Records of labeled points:
## begin

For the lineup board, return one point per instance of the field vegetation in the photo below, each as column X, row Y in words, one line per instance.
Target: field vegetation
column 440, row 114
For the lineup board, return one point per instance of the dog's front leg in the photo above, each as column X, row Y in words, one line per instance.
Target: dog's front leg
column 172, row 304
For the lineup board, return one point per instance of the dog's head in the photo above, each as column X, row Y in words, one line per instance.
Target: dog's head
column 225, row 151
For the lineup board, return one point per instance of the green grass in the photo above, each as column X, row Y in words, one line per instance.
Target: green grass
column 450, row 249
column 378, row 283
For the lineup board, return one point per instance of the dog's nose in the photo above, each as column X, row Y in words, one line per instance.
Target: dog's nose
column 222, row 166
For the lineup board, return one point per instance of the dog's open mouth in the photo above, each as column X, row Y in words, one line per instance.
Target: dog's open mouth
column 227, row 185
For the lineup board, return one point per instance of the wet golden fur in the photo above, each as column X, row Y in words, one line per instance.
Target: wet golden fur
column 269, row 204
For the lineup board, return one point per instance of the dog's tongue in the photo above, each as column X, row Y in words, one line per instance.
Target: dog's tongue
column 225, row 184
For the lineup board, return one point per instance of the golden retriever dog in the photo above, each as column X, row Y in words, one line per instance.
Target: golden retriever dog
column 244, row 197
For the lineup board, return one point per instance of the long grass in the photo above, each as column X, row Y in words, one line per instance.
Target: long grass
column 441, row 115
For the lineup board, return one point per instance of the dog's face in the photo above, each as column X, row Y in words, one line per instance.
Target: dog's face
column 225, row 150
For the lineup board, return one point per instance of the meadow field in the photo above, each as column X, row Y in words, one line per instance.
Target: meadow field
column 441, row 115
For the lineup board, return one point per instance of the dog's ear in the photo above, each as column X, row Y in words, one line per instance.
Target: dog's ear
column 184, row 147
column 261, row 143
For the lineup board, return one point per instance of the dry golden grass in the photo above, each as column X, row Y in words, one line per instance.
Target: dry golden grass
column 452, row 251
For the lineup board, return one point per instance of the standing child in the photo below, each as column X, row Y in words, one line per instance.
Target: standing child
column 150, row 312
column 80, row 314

## end

YOUR INSTRUCTIONS: Write out the material word for word, starting at its first line and ending at the line containing "column 225, row 151", with both of those lines included.

FULL ANSWER:
For the lineup board, return one point per instance of the field vegetation in the photo below, each as column X, row Y in words, one line per instance.
Target: field vegetation
column 440, row 114
For the lineup board, return one point per instance of the dog's front leg in the photo above, each as column X, row Y in words, one line per instance.
Target: dog's front leg
column 172, row 304
For the lineup board, return one point per instance of the dog's head in the photo above, each as column X, row Y in words, one line per instance.
Target: dog's head
column 225, row 151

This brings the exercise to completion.